## To do
Copy each of the following items word for word, keeping every line as it appears.

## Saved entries
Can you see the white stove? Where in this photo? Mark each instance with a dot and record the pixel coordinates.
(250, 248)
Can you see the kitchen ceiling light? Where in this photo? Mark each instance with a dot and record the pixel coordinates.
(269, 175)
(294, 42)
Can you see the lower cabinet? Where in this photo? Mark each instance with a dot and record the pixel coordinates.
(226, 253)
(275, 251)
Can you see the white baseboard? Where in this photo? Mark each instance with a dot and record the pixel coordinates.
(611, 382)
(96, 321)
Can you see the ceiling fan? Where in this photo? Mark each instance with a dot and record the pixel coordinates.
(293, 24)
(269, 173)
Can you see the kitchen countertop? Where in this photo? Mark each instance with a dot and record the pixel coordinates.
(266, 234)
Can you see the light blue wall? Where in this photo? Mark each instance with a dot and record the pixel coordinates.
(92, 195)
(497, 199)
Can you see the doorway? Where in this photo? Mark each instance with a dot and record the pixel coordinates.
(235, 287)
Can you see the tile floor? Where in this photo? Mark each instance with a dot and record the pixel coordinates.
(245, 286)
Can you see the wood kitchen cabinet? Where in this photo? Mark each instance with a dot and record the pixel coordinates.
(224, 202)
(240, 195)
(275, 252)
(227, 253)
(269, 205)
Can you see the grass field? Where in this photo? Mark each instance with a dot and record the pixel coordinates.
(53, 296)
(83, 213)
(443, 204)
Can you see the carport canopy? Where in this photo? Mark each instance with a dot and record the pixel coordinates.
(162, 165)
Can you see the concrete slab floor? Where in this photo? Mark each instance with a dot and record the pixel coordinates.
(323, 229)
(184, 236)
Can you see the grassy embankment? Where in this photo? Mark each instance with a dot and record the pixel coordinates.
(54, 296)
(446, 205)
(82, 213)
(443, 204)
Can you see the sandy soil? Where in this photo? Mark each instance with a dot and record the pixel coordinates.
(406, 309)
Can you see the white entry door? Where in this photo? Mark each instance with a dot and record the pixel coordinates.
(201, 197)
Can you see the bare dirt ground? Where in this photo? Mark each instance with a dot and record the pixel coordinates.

## Response to the task
Can you see the white stove? Where in this photo? Mark each instance with a dot and record the pixel coordinates.
(250, 248)
Can you see the kitchen ceiling light? Where in this photo? Mark each instance with a dot and record the pixel coordinates.
(269, 175)
(294, 42)
Can you see the lower cabinet? Where in this photo? Mark each instance with a dot and record the pixel coordinates.
(226, 253)
(275, 251)
Can you see the white baseboard? Where in this photo? Mark each instance with a dot and record the pixel coordinates.
(611, 382)
(96, 321)
Can you see the ceiling fan? Where in this photo? Mark each instance with a dot and record the pixel coordinates.
(293, 24)
(269, 173)
Can you see the kitchen countertop? Where in this photo? Mark each instance with a dot and record the pixel coordinates.
(266, 234)
Can you see the light blue wall? Where in this photo? Mark each instance with a dot and record the pixel coordinates.
(92, 195)
(497, 199)
Can you see the doorway? Where in this photo? Mark each instance with a dot and record the pixel coordinates.
(235, 287)
Can you see the tile floor? Where in this photo? Mark each instance with a dot and record the pixel coordinates.
(245, 286)
Can you see the wood kitchen cabinet? Where in this photo? Mark each instance with a dot and record the pixel coordinates.
(224, 202)
(240, 195)
(275, 252)
(227, 253)
(269, 205)
Can you see the grass field? Where in this photo? Mark each instance with a dot and record the pixel coordinates.
(53, 296)
(83, 213)
(443, 204)
Can you see the carport canopy? Where in this photo? Mark each instance with a dot and record the pixel coordinates.
(162, 165)
Can you see the concrete slab floor? Where in this photo? Mark each instance with a dot and record the pixel coordinates.
(323, 229)
(184, 236)
Can you see the grassy embankment? Where in this photo? Mark each instance with a dot and record the pixel coordinates.
(54, 296)
(446, 205)
(82, 213)
(443, 204)
Can you see the sandy soil? Where in this photo? Mark each instance with a dot and record the pixel coordinates.
(406, 309)
Can you see the white entry door? Where in this photo? Mark each instance with a dot and record the pixel coordinates.
(201, 197)
Can you see the bare dirt ground? Where in this photo? Mark each instance with a dot and record the pixel coordinates.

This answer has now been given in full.